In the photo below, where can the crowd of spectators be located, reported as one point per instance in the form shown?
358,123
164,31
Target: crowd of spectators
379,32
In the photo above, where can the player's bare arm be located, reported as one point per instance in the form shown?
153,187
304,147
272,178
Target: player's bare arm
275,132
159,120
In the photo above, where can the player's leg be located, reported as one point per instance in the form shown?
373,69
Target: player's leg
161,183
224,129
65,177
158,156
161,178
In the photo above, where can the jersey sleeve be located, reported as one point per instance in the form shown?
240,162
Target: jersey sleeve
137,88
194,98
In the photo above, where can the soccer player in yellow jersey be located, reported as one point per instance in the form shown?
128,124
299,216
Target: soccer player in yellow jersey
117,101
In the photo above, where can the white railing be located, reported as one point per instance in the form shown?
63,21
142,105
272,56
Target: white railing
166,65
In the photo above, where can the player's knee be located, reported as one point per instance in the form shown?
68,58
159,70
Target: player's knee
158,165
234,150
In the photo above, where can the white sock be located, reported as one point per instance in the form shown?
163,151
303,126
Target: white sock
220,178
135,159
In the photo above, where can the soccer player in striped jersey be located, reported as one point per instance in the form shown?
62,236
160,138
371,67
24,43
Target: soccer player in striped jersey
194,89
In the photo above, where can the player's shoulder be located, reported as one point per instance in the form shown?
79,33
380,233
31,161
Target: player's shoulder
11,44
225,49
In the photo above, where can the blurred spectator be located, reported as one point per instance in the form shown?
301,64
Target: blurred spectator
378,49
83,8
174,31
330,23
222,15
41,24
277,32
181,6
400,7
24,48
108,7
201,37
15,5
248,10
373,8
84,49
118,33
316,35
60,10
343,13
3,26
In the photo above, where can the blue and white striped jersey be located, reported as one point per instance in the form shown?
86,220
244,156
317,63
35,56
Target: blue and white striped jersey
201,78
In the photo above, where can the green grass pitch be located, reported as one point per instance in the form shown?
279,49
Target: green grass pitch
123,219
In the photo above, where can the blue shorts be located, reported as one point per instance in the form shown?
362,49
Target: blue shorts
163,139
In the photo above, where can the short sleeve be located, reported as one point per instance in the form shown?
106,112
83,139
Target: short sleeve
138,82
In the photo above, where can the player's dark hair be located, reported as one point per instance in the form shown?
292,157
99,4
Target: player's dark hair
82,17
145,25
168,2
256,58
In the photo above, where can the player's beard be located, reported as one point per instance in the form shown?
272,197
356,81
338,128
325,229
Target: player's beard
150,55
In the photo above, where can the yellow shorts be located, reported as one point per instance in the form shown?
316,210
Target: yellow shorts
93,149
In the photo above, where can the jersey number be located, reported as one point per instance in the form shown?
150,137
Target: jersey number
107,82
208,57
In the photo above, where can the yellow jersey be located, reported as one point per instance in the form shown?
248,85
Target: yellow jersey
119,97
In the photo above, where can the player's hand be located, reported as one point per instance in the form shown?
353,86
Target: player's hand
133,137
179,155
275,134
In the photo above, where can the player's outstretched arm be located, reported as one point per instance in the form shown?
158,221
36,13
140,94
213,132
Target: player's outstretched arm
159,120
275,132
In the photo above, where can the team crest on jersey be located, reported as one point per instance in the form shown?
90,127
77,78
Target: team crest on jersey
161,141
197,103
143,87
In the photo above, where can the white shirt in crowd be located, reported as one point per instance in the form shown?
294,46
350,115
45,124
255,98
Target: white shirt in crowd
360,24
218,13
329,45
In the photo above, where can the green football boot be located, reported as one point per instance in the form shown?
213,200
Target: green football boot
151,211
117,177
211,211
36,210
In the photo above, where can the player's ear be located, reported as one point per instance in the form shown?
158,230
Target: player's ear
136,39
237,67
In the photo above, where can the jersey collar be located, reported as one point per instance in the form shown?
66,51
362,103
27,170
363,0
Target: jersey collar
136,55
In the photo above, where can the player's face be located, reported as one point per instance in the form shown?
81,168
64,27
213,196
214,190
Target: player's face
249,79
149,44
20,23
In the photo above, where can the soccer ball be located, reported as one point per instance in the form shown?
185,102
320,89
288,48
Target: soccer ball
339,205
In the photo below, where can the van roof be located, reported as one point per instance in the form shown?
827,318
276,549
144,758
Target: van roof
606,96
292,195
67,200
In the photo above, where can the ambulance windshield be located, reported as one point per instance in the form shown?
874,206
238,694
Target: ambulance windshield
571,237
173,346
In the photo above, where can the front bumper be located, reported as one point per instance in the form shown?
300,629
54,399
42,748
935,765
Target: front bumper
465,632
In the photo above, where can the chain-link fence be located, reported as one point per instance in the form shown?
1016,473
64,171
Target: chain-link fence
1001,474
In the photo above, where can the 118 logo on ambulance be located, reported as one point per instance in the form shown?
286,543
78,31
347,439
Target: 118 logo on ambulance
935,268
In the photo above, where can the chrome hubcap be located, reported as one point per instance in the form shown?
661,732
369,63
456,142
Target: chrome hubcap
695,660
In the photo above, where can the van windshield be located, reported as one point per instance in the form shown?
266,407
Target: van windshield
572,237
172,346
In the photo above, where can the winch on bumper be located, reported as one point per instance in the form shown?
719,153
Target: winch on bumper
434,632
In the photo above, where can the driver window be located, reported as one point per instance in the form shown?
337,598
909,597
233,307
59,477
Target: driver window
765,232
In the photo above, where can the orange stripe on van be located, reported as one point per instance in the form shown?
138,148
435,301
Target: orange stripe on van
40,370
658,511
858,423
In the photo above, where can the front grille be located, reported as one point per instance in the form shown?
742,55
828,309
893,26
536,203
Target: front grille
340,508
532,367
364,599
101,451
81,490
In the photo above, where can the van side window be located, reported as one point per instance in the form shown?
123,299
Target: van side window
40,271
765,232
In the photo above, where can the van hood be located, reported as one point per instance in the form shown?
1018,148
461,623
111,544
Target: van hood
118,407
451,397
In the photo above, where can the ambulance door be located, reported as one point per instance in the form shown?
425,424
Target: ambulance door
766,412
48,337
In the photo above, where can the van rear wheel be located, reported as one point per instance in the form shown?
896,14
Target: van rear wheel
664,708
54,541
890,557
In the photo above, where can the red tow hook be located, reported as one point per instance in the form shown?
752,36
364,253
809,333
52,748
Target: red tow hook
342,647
□ □ □ □ □
**EXERCISE PROMPT**
Each line above with the string "below" should be reported in full.

**FINAL ANSWER**
In the photo below, where can the crowd of spectators be located, reported as one point per instance in the form shown?
In the photo below, where can the van roof be located, reported as one point per instance in the form shown?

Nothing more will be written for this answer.